>> Begin Quoted passage

Figure 5: Pilgrim's Pride's Breakdown of U.S. Sales in 2024
PPC Breakdown of US Sales
Pilgrim's Pride has capitalized on the growing demand for chicken, and despite not being a flashy high-growth company, has grown its top- and bottom-line for more than two decades.
The company has grown revenue by 11% and net operating profit after-tax (NOPAT) by 12% compounded annually since 1998. See Figure 6.
The company improved its NOPAT margin from 5% in 1998 to 8% in 2024 while invested capital turns fell from 2.5 to 2.1 over the same time. Rising NOPAT margins are enough to offset falling invested capital turns though, and, drive return on invested capital (ROIC) from 13% in 1998 to 17% in 2024.
Additionally, the company's Core Earnings grew 14% compounded annually from $51 million in 1998 to $1.4 billion in 2024.
Figure 6: Pilgrim's Pride's Revenue and NOPAT Since 1998
PPC Revenue & NOPAT 1998-2024
More recently, Pilgrim's Pride has grown revenue 9% compounded annually over the past five years while NOPAT has grown 22% compounded annually over the same time.
Pilgrim's Pride is not only one of the largest global meat producers, but it is also the most profitable among publicly-traded peers.

>> End Quoted passage

- Aim
Pick up the passage on Pilgrim's Pride's growth and profitability after its last sentence and carry it forward.

>> Begin Dataset section

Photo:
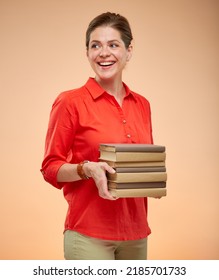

>> End Dataset section

- Written response
Pilgrim's Pride has the highest operational (NOPAT margin) and capital (invested capital turns) efficiency, which in turn drives its ROIC to rank highest among publicly-traded peers, which include Tyson Foods (TSN), Smithfield Foods (SFD), and Hormel Foods (HRL) and more meat and food producers. See Figure 7.
Figure 7: Pilgrim's Pride's Profitability Vs. Peers: Trailing Twelve Months (TTM)
PPC Profitability vs Peers
Pilgrim's Pride does not pay regular dividends or repurchase shares. As of December 31, 2024, the most recent share repurchases occurred in 2022.
However, the company did announce a special dividend of $6.30/share in March 2025, which was paid out in mid-April 2025. Based on the closing price the day before the dividend was announced, the special dividend provided a yield of 12.5%.
While special dividends are, by their very nature, not recurring and 'special', should Pilgrim's Pride provide an additional special dividend, the potential yield to investors could be significant.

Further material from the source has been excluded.